## Begin Items

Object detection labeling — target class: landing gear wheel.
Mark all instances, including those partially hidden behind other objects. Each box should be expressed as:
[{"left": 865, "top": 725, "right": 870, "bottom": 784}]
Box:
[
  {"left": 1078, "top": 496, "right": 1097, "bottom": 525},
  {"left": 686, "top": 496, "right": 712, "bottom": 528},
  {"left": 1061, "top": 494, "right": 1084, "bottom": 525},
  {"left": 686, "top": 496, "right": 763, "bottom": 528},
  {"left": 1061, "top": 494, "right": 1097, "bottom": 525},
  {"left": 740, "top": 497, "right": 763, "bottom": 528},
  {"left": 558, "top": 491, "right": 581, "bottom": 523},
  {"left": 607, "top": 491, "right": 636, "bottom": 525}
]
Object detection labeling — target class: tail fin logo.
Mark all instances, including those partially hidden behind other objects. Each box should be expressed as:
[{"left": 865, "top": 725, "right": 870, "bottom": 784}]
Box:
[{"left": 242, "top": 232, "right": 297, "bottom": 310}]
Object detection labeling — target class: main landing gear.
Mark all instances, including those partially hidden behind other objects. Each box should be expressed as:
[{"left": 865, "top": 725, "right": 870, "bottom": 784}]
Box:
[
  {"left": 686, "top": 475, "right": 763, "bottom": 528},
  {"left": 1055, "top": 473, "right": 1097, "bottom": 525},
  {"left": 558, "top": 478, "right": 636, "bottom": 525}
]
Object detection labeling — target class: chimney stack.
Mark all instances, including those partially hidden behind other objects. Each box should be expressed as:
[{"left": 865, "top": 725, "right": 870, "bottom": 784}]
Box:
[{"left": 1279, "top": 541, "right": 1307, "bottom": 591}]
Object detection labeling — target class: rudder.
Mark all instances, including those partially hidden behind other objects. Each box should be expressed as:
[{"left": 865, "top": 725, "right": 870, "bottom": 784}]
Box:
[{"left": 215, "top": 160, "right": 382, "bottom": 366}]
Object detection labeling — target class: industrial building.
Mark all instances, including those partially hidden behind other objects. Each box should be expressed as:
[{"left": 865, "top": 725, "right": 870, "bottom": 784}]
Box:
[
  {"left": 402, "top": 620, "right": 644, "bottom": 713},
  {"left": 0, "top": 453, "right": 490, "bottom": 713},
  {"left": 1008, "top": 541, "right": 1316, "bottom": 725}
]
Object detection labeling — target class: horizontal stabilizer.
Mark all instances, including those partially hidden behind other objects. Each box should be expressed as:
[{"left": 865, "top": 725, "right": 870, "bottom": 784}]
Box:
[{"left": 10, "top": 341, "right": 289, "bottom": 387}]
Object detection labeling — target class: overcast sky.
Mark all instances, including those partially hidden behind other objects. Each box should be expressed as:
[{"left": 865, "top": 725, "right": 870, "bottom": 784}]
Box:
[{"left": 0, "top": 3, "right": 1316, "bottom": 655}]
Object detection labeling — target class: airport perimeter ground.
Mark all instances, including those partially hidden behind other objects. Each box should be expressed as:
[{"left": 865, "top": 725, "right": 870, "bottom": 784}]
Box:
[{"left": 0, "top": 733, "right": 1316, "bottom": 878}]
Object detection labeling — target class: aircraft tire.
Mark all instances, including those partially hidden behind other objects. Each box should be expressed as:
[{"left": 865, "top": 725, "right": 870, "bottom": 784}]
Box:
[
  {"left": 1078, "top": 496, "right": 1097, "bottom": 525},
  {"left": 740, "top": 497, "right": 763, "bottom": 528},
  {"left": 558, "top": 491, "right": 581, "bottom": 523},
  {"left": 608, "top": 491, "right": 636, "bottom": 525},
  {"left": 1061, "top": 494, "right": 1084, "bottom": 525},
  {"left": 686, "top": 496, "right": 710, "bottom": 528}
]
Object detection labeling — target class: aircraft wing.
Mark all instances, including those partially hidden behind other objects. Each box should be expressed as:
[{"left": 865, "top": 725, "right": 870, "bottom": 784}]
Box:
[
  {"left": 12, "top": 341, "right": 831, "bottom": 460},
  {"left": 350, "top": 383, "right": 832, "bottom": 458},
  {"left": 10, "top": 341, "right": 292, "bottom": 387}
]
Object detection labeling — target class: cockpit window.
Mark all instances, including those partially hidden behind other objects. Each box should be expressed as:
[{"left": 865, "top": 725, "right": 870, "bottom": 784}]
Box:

## End Items

* **Your goal**
Count the lines in the listing above that contain the string "detection". Reply with the number only.

* **In response**
12